■ Texto fornecido ■
=======
Em poucas semanas começa a Feira do Livro de Lisboa. No mês passado, aconteceu a Bienal do Livro de São Paulo. Ao entrarmos em qualquer um desses eventos, uma falsa impressão se instala: UAU, o evento está lotado, as pessoas estão consumindo muitos livros – e isso é um ótimo sinal.

De fato é lindo ver o movimento que esses eventos atraem e eu, como escritora, ressalto o quão fundamentais são a valorização e a multiplicação de eventos desse tipo, incentivando a leitura e a importância cotidiana dos livros. Ocorre que o fato das pessoas irem a esse tipo de evento uma vez a cada ano (ou a cada dois anos, no caso da bienal), não quer dizer que elas efetivamente leiam livros o ano inteiro. Aliás, nem quer dizer que elas efetivamente comprem livros nas feiras.

As pessoas não são educadas para a leitura. A forma de imposição de leitura em muitas escolas frequentemente configura mais um desfavor do que um incentivo para crianças e adolescentes. Não levar em conta os gostos e interesses dos mais novos em relação à leitura é praticamente o mesmo que obrigá-los a comer comidas das quais não gostam. É claro que é preciso apresenta-los aos livros de boa qualidade- assim como é preciso introduzir os bons alimentos nas suas refeições. Mas dentro do que é bom, é preciso que haja liberdade de escolha e respeito às suas personalidades. Caso contrário, os livros serão logo vistos como vilões.

Soma-se a isso o fato de que num mundo de imediatismo e da ditadura do útil, resta pouco espaço para a leitura. A leitura demanda tempo, demanda calma e demanda, acima de tudo, dedicação integral. Não é possível ler enquanto se assiste às notícias ou enquanto se envia e-mails de trabalho no fim da noite. E nós desaprendemos a dar atenção integral a uma única atividade por vez- exceto quando se trata de fixar os olhos no feed de uma rede social qualquer.

A paz de espírito que um livro pede (e ao mesmo tempo proporciona) dificilmente harmoniza com as rotinas que nos são impostas – e que, por vezes, impomos até às nossas crianças. E não há outra forma possível: ou as crianças se habituam a ler vendo seus pais lerem, ou dificilmente o quadro é reversível. Pais (e demais educadores) que passam uma parcela enorme do tempo com os olhos fixos numa tela de iPhone não são capazes de influenciar minimamente uma criança a ler através de discursos vazios de que “ler é importante para a inteligência”.

Cada vez mais livros viralizam por aparecerem no TikTok. Há quem ache isso lamentável. Eu, definitivamente não concordo. Não, não são as obras de Camões que se tornam trends. E nem precisam ser. Porque são páginas. São histórias. São ideias. E se isso ajuda a criar nessas gerações o hábito de ler, os livros virais do TikTok são necessariamente bem vindos.

Livros são o presente, assim como são o passado e o futuro. Livros se adaptaram – tornaram-se digitais, tornaram-se áudio. Livros encontraram forma de nos acompanhar, seja qual for a nossa realidade e a nossa rotina. Livros nos transportam, nos acrescentam, nos conduzem. Mas eles sofrem de carência. Sofrem de esquecimento. E nos esperam calados enquanto estamos mergulhados em telas, copos e prazos.
=======
■ Dados extraídos ■
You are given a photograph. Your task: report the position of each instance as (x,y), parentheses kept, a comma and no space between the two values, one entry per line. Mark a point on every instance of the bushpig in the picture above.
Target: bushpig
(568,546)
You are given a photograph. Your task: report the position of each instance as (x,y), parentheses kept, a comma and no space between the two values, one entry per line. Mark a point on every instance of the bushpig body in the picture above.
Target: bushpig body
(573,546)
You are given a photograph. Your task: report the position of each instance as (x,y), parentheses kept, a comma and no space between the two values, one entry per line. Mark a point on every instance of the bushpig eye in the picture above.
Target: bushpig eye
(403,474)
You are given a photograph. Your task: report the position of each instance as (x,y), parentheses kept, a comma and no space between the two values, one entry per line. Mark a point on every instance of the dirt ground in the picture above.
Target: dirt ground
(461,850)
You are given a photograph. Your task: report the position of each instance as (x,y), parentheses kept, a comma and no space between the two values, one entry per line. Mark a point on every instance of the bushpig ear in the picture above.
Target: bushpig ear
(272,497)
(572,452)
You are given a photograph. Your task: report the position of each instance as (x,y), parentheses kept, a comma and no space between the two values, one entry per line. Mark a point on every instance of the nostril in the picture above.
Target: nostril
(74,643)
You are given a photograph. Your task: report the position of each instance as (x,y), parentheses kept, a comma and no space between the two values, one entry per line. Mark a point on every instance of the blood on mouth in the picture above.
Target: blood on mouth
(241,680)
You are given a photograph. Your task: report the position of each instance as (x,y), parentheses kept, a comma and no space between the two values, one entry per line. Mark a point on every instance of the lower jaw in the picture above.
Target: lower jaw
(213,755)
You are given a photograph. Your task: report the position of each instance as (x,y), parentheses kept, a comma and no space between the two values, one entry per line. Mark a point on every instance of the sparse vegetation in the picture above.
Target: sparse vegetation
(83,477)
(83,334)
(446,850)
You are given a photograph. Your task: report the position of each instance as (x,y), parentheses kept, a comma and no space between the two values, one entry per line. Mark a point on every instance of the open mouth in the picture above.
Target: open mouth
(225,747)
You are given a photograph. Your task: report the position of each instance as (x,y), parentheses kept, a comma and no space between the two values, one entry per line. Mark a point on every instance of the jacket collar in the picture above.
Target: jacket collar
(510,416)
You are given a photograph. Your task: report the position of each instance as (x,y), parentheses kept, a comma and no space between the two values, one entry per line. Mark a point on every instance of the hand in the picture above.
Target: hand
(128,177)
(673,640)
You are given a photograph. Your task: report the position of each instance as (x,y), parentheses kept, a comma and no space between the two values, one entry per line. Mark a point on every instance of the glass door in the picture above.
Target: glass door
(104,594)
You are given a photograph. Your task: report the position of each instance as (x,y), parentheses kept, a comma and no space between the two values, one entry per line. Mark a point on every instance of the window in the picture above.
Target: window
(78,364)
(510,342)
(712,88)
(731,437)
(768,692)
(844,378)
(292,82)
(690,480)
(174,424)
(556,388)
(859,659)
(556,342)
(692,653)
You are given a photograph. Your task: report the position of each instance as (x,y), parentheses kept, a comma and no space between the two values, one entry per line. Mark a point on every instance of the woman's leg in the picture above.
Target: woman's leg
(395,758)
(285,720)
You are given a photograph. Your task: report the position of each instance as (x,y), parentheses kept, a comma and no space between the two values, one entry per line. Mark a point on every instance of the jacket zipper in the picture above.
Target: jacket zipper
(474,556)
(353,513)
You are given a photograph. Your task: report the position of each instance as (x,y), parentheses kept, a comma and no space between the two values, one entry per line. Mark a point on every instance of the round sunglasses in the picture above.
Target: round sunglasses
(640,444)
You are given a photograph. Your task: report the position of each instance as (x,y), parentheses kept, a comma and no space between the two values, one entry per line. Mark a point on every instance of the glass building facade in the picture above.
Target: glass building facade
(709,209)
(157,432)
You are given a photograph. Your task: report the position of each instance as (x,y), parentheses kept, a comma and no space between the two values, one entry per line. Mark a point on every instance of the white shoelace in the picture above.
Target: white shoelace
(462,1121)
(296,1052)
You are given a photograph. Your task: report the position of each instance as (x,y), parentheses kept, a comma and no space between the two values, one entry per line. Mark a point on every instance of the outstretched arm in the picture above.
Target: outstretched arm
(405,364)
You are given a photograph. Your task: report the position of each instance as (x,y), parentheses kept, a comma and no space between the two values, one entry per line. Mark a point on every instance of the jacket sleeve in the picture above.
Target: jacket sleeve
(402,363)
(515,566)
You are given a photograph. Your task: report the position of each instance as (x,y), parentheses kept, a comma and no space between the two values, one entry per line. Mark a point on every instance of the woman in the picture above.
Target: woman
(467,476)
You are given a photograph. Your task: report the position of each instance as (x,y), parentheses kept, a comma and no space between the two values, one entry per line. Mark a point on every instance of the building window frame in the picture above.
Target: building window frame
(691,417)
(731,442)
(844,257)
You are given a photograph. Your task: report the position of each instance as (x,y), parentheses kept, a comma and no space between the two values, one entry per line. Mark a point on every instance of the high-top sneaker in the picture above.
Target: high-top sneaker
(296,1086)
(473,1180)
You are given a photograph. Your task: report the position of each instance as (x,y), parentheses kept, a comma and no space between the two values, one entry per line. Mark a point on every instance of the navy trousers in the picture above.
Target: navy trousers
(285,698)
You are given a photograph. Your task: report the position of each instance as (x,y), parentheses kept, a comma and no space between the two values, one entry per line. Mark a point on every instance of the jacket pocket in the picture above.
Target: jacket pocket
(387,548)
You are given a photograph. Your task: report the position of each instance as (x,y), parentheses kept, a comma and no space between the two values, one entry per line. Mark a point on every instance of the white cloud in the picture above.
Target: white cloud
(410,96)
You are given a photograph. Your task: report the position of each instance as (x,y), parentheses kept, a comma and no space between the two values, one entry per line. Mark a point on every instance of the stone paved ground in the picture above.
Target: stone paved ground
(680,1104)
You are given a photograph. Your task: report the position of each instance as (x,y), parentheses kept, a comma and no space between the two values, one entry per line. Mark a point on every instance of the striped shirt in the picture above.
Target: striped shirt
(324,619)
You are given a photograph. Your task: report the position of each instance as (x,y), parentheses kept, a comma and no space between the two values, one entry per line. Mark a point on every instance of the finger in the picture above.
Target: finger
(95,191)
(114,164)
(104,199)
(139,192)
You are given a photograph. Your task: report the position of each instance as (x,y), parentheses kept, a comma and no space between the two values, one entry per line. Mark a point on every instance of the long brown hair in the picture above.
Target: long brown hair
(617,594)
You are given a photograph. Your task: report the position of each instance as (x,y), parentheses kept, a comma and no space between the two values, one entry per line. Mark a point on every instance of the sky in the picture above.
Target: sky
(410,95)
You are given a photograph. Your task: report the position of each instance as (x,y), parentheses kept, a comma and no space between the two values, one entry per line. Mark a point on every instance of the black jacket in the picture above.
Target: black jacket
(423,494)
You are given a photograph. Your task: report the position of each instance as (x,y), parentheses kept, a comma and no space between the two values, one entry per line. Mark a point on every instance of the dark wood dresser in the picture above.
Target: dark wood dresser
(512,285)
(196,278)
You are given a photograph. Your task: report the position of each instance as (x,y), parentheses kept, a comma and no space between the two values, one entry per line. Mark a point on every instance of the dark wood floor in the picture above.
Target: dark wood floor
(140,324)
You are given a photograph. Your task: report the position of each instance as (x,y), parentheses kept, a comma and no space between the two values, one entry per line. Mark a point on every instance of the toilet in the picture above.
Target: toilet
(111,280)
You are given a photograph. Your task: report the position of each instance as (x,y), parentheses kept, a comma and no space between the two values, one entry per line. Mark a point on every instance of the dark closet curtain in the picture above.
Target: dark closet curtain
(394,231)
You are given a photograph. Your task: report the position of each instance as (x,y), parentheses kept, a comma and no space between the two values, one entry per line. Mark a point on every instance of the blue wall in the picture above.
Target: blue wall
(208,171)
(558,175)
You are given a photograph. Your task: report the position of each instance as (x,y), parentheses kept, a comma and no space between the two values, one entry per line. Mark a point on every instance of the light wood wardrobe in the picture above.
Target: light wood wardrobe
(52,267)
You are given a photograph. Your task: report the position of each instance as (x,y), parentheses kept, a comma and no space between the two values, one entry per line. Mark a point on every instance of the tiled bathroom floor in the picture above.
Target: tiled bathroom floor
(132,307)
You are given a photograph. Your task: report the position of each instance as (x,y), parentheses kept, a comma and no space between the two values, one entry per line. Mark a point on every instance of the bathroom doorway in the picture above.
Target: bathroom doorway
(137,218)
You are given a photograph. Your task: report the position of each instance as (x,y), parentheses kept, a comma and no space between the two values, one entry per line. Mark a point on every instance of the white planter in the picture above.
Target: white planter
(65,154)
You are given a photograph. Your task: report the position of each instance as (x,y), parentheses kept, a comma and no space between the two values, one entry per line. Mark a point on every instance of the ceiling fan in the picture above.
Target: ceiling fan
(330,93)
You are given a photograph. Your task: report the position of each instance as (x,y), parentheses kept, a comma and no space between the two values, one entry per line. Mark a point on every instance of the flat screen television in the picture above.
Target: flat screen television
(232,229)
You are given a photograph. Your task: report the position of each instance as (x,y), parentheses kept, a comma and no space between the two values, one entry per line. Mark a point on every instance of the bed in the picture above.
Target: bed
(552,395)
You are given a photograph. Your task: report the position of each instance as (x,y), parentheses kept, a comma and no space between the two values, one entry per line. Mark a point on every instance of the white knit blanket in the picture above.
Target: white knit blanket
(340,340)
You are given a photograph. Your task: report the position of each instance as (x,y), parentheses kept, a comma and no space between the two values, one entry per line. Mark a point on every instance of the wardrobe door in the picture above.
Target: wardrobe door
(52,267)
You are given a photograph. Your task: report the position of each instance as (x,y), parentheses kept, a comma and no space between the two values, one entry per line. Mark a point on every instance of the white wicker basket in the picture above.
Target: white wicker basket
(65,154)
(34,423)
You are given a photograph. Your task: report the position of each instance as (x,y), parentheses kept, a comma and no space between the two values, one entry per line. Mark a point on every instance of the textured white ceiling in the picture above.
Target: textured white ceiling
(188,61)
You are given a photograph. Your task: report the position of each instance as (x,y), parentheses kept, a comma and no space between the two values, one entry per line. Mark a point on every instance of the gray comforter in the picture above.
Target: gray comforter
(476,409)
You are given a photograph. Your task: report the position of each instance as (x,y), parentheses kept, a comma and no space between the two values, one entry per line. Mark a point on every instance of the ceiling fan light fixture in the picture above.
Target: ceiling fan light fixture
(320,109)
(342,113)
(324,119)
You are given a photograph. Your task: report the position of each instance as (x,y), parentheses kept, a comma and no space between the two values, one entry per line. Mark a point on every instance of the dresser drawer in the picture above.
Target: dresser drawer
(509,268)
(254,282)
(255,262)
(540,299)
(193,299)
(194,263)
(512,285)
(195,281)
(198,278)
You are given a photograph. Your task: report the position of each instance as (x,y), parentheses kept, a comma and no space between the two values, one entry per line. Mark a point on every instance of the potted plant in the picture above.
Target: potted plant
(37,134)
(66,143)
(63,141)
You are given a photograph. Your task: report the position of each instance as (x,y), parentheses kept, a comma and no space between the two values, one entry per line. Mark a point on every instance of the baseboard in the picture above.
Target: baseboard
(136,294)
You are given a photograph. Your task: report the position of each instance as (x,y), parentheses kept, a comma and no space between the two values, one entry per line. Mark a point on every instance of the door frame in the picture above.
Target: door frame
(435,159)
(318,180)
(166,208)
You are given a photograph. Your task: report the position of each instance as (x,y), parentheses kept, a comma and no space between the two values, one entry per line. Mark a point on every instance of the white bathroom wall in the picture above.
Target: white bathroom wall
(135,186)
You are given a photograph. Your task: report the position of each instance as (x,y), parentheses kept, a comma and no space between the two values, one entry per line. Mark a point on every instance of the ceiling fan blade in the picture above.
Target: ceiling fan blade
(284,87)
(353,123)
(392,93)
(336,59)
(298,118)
=======
■ Tarefas do exercício ■
A - Por favor, resuma o texto sobre leitura em duas frases.
B - Liste tudo o que, segundo o texto sobre leitura, a leitura demanda.
C - Transcreva do texto sobre leitura o trecho que começa em "As pessoas não" e vai até "vistos como vilões.".

■ Respostas numeradas ■
A - Embora feiras e bienais do livro atraiam muita gente, ir a esses eventos não significa que as pessoas leiam ou comprem livros o ano inteiro, já que elas não são educadas para a leitura e vivem num mundo de imediatismo que deixa pouco espaço para ela. As crianças só se habituam a ler vendo os pais lerem, e os livros que viralizam no TikTok são bem-vindos se ajudam a criar o hábito de ler.

B -
- tempo
- calma
- dedicação integral

C -
As pessoas não são educadas para a leitura. A forma de imposição de leitura em muitas escolas frequentemente configura mais um desfavor do que um incentivo para crianças e adolescentes. Não levar em conta os gostos e interesses dos mais novos em relação à leitura é praticamente o mesmo que obrigá-los a comer comidas das quais não gostam. É claro que é preciso apresenta-los aos livros de boa qualidade- assim como é preciso introduzir os bons alimentos nas suas refeições. Mas dentro do que é bom, é preciso que haja liberdade de escolha e respeito às suas personalidades. Caso contrário, os livros serão logo vistos como vilões.